== Exercise requirements ==
Copy out the data below, from the line containing "of the distant" to the line containing "Query: distant hill", keeping both of those lines.

== Input ==

----

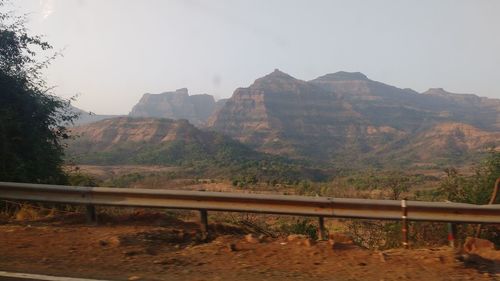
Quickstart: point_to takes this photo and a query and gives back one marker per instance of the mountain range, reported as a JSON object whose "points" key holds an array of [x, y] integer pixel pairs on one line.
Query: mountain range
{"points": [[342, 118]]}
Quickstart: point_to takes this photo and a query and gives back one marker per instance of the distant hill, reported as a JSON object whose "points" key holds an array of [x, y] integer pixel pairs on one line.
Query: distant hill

----

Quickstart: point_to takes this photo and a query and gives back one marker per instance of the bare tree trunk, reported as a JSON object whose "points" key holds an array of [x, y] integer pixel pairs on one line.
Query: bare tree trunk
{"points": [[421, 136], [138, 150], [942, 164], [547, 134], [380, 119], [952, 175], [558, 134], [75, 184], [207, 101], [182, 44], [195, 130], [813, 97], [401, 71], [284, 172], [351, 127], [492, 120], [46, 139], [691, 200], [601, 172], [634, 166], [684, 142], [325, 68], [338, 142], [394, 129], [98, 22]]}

----

== Full answer ==
Quickstart: point_to takes this photo and a query and gives back one marker per instance of the distant hill, reported as a JSON object whose "points" key holds an array of [x, y] integer pixel pairs on one line.
Query: distant hill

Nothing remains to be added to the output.